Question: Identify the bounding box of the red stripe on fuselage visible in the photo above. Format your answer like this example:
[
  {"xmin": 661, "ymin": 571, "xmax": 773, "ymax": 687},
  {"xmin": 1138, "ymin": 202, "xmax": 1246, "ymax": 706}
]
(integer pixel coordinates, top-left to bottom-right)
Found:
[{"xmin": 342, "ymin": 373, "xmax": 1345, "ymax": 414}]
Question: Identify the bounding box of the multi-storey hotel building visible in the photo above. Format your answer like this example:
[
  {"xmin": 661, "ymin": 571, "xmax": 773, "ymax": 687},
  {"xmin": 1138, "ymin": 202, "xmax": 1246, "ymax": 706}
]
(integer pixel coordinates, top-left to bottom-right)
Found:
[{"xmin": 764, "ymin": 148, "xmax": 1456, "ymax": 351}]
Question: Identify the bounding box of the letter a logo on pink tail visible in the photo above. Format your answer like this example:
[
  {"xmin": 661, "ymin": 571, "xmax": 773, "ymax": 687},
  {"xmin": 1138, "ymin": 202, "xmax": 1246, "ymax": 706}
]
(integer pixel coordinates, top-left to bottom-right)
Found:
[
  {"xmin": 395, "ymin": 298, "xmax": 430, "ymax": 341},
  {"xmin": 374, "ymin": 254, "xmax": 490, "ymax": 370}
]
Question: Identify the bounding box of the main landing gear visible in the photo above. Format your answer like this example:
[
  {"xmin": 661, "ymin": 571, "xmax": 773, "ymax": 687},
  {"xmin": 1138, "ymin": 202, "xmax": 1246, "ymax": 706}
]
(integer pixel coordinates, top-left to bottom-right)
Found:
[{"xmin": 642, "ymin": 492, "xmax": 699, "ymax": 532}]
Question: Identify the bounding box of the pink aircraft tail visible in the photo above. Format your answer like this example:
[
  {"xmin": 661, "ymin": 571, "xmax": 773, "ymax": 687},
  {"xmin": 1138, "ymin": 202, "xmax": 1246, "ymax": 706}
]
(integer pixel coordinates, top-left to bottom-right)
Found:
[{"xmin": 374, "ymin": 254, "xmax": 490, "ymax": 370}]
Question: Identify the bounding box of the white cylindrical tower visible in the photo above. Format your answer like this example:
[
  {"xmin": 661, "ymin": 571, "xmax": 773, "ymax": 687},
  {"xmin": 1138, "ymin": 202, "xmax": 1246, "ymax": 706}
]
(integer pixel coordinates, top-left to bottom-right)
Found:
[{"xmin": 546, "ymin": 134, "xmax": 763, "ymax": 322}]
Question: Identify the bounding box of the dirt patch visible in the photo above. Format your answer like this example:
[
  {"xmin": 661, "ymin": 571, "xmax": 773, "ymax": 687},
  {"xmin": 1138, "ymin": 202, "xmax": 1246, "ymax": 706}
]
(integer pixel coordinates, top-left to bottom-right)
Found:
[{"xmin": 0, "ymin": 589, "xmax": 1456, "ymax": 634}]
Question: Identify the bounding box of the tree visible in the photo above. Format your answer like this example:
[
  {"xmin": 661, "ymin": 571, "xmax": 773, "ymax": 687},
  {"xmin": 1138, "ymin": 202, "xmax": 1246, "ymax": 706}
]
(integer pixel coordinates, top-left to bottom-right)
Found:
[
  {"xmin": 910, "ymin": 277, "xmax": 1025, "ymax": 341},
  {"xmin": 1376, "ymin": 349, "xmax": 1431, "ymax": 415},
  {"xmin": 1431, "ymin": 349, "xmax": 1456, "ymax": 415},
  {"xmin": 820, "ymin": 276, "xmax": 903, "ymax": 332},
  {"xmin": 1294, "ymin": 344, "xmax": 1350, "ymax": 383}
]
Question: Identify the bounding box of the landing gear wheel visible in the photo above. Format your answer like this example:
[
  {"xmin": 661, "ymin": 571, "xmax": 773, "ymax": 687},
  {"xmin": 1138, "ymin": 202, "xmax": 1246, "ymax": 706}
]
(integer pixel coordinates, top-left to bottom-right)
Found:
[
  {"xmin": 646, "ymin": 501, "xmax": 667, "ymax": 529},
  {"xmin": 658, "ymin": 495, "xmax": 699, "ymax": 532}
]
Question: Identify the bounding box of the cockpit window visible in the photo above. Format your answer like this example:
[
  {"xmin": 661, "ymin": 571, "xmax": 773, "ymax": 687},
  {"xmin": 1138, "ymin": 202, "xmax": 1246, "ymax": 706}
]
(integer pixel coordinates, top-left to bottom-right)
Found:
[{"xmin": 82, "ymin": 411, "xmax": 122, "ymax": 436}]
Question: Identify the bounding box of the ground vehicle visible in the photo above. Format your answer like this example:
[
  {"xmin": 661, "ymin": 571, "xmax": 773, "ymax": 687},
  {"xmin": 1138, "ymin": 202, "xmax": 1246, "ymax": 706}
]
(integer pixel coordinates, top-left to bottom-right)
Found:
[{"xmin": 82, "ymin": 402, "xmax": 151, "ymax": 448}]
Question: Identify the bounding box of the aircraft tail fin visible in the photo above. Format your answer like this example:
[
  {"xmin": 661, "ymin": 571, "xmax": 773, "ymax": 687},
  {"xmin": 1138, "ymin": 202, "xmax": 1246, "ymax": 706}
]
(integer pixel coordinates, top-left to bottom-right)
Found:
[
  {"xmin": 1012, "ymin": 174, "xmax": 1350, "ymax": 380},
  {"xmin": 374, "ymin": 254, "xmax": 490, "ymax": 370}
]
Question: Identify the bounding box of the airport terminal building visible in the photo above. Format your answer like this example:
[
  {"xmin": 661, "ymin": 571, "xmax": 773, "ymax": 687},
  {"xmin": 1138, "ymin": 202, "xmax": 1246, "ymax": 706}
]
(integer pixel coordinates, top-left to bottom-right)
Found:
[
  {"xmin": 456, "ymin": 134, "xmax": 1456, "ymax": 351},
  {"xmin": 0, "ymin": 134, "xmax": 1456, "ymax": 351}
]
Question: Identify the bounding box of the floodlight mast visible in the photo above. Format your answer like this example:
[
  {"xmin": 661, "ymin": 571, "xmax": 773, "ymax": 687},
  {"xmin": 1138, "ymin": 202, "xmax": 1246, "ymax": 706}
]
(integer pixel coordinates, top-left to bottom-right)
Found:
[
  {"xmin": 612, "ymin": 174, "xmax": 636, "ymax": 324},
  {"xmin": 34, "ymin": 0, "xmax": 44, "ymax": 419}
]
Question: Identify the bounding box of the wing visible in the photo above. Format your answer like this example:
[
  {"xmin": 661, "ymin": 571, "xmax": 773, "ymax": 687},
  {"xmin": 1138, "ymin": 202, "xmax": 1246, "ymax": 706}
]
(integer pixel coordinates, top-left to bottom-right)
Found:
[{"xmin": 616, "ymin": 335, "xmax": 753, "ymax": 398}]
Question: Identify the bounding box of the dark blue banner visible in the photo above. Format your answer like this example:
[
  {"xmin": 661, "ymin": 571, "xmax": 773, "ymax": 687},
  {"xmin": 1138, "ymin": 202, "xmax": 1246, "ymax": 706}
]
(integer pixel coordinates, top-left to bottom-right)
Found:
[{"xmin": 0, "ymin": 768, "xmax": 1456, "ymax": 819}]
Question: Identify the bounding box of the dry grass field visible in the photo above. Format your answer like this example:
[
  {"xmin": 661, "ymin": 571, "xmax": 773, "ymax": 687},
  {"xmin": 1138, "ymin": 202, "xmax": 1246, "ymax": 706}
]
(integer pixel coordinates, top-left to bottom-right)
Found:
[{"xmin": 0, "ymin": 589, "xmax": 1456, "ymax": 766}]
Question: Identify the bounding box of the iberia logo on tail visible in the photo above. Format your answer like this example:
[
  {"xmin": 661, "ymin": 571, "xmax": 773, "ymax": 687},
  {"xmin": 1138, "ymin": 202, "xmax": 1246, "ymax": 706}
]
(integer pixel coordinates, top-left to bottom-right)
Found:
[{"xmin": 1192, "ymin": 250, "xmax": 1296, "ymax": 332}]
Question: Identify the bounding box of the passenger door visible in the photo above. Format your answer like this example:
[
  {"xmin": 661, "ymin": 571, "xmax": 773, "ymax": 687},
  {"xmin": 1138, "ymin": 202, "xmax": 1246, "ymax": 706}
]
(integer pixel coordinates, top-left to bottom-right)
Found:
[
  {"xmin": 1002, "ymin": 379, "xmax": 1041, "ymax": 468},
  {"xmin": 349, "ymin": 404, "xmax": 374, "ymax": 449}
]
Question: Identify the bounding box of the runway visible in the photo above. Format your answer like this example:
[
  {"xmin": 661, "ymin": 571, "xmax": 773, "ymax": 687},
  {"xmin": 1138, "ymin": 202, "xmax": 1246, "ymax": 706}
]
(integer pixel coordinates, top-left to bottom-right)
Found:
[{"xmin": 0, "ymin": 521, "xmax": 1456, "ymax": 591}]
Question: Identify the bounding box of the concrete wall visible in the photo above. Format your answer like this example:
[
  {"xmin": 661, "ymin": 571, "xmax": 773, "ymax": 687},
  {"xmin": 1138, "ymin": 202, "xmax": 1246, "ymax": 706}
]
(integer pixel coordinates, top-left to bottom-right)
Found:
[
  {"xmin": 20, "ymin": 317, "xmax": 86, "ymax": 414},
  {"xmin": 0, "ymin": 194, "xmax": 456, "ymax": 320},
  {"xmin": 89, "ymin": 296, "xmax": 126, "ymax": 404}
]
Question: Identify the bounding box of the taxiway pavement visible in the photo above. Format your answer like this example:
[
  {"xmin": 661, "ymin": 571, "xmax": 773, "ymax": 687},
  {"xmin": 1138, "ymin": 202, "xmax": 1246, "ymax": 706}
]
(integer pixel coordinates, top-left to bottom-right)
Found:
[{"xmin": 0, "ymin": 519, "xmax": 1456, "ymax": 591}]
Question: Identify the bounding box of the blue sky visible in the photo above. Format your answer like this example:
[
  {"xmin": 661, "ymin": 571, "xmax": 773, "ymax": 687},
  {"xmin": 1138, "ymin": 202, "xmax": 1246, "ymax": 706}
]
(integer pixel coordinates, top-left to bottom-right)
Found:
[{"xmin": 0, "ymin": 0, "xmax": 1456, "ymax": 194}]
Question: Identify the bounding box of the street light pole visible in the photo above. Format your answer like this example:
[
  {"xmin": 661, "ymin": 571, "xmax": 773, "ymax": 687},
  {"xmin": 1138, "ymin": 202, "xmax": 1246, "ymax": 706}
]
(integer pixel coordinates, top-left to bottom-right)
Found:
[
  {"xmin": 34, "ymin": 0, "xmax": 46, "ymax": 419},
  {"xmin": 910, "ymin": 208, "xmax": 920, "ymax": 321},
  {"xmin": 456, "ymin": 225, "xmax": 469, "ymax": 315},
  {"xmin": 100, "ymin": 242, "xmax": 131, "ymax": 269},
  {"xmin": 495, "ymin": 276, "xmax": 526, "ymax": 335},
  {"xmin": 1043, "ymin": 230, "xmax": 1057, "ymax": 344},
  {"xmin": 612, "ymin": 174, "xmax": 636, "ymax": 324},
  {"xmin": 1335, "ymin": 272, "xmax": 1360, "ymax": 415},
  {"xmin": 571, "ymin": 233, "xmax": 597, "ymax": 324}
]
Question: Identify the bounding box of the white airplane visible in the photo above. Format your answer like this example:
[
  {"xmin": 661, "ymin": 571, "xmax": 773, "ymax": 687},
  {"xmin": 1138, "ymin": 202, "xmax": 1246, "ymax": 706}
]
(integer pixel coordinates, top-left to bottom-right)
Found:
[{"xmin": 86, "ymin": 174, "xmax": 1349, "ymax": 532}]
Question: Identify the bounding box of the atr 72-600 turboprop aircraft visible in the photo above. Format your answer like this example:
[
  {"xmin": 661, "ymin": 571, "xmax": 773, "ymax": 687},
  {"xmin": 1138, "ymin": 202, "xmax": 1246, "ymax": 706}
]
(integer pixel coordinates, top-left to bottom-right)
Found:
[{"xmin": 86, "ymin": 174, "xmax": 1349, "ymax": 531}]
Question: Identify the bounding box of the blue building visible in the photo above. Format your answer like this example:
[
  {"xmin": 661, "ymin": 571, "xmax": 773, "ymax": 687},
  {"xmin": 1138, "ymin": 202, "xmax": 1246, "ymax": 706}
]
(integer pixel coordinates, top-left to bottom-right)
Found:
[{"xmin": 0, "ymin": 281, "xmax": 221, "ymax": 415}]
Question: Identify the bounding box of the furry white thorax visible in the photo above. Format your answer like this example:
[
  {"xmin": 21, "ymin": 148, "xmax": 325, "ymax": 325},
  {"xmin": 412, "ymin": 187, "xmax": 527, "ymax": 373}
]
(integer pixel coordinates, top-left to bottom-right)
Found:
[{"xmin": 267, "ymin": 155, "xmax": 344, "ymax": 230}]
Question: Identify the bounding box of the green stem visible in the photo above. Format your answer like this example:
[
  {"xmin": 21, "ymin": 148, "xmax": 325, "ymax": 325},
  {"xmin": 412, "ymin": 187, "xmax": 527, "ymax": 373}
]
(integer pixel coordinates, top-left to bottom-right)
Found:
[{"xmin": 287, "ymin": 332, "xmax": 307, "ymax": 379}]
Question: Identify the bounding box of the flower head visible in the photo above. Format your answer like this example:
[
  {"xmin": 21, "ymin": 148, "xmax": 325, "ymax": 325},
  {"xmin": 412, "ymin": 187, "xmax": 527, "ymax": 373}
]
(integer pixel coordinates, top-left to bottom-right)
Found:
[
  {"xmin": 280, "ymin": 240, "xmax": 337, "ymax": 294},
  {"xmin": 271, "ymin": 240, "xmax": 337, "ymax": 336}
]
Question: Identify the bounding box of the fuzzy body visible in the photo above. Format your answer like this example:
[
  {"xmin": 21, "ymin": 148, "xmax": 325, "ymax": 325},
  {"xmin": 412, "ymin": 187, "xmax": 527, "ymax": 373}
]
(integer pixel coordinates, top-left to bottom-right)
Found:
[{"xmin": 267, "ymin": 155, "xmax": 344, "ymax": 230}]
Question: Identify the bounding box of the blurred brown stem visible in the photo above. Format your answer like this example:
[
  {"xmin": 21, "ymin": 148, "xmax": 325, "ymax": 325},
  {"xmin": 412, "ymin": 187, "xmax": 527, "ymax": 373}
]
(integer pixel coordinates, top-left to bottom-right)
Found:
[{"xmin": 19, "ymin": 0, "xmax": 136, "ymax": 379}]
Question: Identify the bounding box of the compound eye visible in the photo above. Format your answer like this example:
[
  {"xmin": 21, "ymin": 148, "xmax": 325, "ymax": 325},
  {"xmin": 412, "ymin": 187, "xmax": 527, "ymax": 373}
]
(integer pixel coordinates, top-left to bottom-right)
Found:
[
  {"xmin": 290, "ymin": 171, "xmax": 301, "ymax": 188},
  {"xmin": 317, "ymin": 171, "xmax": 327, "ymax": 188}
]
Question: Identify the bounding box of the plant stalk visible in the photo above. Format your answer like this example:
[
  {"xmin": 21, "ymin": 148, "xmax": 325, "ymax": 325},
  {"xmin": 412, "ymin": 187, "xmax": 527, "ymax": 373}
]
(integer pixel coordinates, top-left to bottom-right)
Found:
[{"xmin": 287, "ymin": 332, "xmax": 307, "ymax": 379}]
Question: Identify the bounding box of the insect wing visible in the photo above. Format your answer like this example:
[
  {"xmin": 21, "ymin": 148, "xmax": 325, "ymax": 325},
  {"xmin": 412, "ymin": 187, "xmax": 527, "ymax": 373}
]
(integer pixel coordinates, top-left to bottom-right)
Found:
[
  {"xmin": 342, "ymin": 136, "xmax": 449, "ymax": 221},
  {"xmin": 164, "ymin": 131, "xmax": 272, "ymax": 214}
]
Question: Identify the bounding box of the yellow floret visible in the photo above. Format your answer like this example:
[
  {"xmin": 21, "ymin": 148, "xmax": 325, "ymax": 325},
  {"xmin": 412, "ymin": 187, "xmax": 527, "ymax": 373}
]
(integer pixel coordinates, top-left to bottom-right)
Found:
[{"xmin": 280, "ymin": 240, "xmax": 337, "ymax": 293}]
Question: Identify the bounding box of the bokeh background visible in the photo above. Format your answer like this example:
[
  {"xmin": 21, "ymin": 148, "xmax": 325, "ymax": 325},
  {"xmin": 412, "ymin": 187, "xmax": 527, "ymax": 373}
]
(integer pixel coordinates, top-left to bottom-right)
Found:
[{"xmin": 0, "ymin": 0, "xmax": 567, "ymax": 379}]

——

## Given task
Count the lines in the rows above that contain the string "gear", matching case exactly. Give only the number.

## Finished task
2